» **Exercise**
Pick out every line in the entries that contains the word "railing", and copy each one.
%%
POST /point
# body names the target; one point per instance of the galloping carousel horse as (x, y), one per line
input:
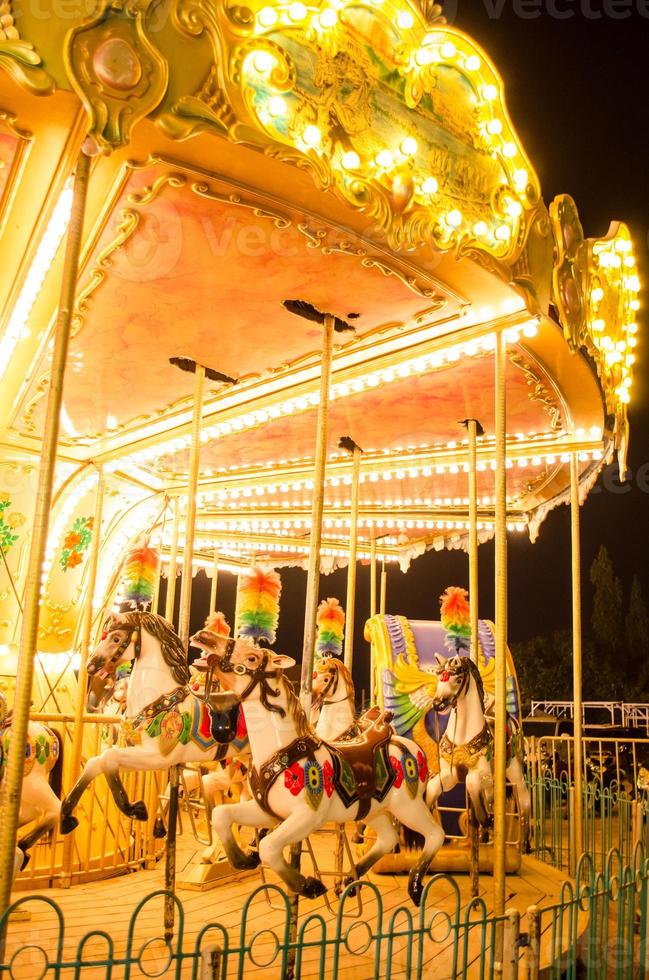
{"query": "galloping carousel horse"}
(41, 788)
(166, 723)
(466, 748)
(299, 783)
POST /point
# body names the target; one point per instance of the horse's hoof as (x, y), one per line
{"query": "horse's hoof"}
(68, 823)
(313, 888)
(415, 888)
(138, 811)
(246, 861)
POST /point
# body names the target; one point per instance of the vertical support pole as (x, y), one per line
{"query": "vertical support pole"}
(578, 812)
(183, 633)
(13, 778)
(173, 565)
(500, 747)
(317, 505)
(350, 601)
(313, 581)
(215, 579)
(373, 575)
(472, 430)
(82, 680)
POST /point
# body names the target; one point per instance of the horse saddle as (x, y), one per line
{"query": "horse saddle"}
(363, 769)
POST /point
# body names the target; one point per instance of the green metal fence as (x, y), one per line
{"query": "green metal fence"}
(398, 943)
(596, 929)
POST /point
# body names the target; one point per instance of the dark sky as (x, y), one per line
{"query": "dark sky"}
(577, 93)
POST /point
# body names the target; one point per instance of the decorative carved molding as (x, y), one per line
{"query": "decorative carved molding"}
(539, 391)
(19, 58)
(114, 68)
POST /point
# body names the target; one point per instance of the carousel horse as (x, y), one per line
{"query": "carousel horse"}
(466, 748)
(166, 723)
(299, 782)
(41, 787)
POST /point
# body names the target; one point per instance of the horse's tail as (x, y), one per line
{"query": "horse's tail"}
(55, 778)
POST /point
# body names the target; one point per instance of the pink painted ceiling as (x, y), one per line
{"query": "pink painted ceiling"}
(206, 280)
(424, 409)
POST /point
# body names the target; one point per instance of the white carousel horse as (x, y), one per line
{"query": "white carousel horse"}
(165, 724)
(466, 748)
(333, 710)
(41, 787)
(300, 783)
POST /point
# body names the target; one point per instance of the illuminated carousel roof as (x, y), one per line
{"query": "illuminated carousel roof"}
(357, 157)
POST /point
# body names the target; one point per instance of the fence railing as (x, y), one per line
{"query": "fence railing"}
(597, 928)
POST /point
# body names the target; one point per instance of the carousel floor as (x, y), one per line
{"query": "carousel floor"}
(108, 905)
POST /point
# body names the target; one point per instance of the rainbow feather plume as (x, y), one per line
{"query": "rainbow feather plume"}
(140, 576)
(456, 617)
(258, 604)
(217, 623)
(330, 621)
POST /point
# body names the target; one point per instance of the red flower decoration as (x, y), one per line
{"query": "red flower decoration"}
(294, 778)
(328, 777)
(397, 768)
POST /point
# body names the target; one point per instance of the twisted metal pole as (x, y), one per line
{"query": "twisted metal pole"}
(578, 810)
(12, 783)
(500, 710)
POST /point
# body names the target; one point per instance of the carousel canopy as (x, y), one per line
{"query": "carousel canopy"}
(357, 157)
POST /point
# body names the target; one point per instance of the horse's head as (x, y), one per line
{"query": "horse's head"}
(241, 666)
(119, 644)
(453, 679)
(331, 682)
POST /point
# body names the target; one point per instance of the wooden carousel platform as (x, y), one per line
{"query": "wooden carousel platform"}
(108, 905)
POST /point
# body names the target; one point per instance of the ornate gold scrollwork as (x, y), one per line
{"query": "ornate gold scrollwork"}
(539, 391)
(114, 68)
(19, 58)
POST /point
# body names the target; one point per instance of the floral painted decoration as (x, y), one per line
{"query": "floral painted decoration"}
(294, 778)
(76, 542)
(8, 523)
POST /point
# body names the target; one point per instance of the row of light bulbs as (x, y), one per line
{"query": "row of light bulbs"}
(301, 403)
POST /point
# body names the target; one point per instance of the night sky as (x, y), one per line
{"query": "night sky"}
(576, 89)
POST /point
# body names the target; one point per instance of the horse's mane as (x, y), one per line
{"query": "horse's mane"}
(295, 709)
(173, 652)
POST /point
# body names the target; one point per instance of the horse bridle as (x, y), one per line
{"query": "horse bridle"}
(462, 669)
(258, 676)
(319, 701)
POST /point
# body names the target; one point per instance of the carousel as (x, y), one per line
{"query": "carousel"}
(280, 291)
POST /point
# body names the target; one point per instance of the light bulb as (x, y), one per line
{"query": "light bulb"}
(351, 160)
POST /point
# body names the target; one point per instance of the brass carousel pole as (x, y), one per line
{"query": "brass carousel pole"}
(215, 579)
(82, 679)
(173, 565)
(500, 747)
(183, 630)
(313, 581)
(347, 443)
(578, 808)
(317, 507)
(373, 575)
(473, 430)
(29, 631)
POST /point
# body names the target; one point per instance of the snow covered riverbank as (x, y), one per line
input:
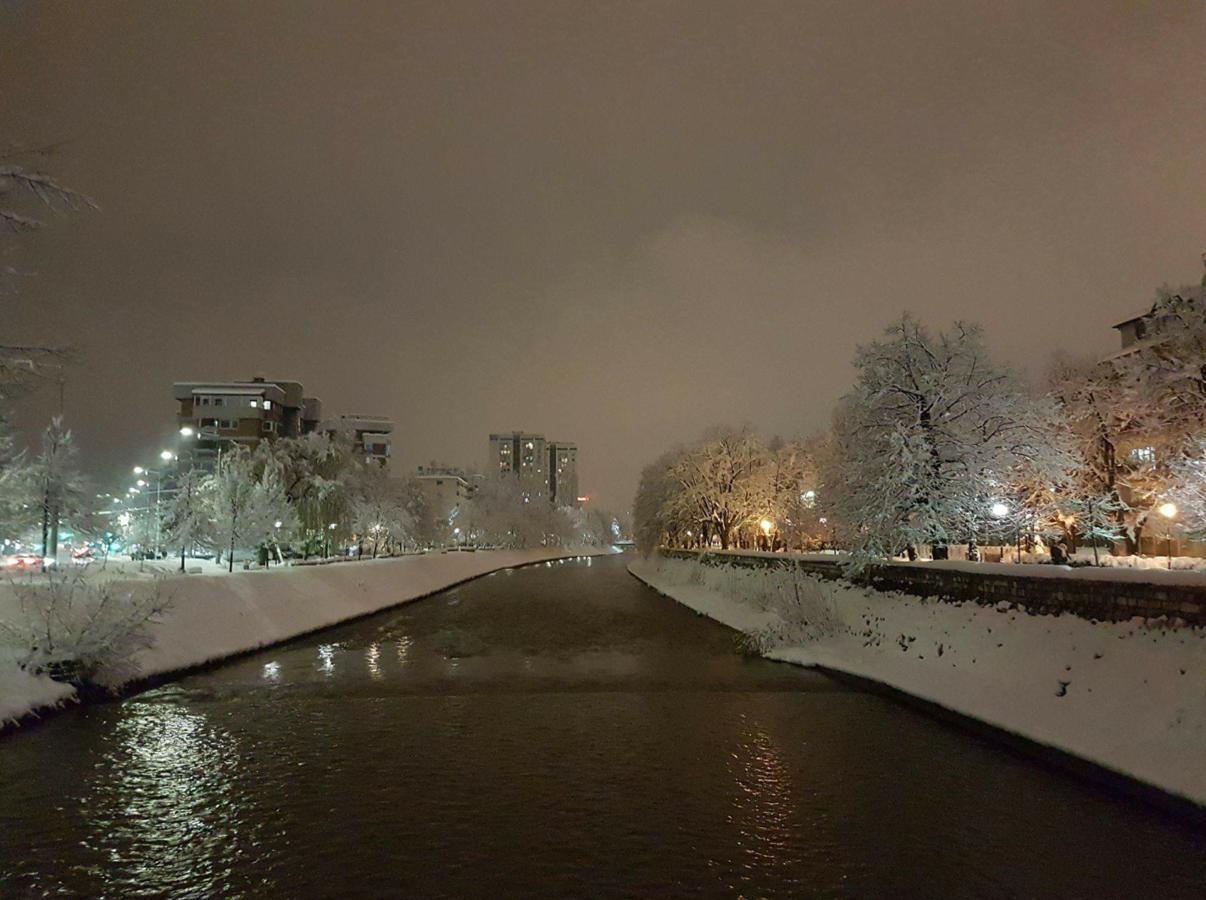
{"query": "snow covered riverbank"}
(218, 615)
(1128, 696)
%%
» **The completed task**
# body names the target; one point per instance of the fence railing as (x, y), one per line
{"query": "fence railing"}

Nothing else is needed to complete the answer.